-------- SEITENTEXT --------

Nach und nach wurden unsere Aktionen aufwendiger und besser, es kristallisierte sich auch eine Gruppe an Jugendlichen heraus, die sich als Kernteam der „336-Aktions-Gruppe“ verstanden und die Aktionen stark mitprägten. Es stellte sich ebenso heraus, dass die anfänglich von uns geplanten Workshops an Samstagen eher schwierig sind, da die Jugendlichen lieber mehr Aktionen machen wollten statt größerer Aktionen mit viel Vorbereitung. Daher schalteten wir einfach auf mehr Aktionen um und versuchten immer und immer wieder lustige oder schöne Dinge in Brackenheim passieren zu lassen.

Am Samstag vor Ostern war ein Regenschirm-Osterei in der Innenstadt unterwegs und verteilte Schoko-Osterhasen, an einem heißen Samstag gab es auf einmal an der Eisdiele Eis, dass von unbekannten schon bezahlt war oder Jugendliche sprachen wildfremde Leute an und wollten sie einfach mal kennen lernen.
Auf Netzwerkebene gab es zu dieser Zeit dann auch ein Netzwerktreffen, zu dem alle Vereine und Institutionen in Brackenheim eingeladen wurden um ihnen das Projekt vorzustellen und sie einzuladen eigene Aktionen zu machen. Leider ergab sich aus dem Netzwerktreffen keine direkte neue Aktion, auch wenn Interesse da war. Jedoch hatten die Vereine und Institutionen alle bedenken, dass sie es personell nicht hinbekommen und wollten lieber unterstützen statt selber machen.
Trotzdem ergab sich eine Aktion, die wir zusammen mit einer Klasse der Henry-Miller-Schule machten. Die Schüler buken herzhafte Muffins und verteilten diese an Verkäufer/innen in den Läden, sowie weiteren Passanten. Weitere Aktionen kamen leider nicht zustande.

In der letzten Phase des Projekts wurde dann der Youtube-Kanal veröffentlicht mit den kurzen Filmen zu unseren Aktionen und die Aktionen auch aufwendiger.

-------- AUSGELESENE EINTRÄGE --------

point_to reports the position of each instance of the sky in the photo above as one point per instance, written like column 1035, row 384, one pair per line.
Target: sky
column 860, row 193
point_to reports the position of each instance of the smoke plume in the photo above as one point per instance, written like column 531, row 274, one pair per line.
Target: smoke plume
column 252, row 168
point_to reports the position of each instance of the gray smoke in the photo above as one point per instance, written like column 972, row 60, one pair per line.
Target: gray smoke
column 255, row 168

--------

* [ÜBUNGSAUFGABEN]:
• a. Schreib aus dem Seitentext die Stelle von „Auf Netzwerkebene gab“ bis „Aktionen auch aufwendiger.“ Wort für Wort ab.
• b. Beantworte diese Fragen mit Hilfe des Seitentexts:
(i) Was verteilte das Regenschirm-Osterei am Samstag vor Ostern?
(ii) Was backten die Schüler der Henry-Miller-Schule?
(iii) Was wurde in der letzten Phase des Projekts veröffentlicht?
Das Material oben steht für sich und gehört nicht zum Seitentext.

* [GELÖSTE ÜBUNG]:
• a.
Auf Netzwerkebene gab es zu dieser Zeit dann auch ein Netzwerktreffen, zu dem alle Vereine und Institutionen in Brackenheim eingeladen wurden um ihnen das Projekt vorzustellen und sie einzuladen eigene Aktionen zu machen. Leider ergab sich aus dem Netzwerktreffen keine direkte neue Aktion, auch wenn Interesse da war. Jedoch hatten die Vereine und Institutionen alle bedenken, dass sie es personell nicht hinbekommen und wollten lieber unterstützen statt selber machen.
Trotzdem ergab sich eine Aktion, die wir zusammen mit einer Klasse der Henry-Miller-Schule machten. Die Schüler buken herzhafte Muffins und verteilten diese an Verkäufer/innen in den Läden, sowie weiteren Passanten. Weitere Aktionen kamen leider nicht zustande.

In der letzten Phase des Projekts wurde dann der Youtube-Kanal veröffentlicht mit den kurzen Filmen zu unseren Aktionen und die Aktionen auch aufwendiger.

• b.
(i) Schoko-Osterhasen.
(ii) Herzhafte Muffins.
(iii) Der Youtube-Kanal mit den kurzen Filmen zu den Aktionen.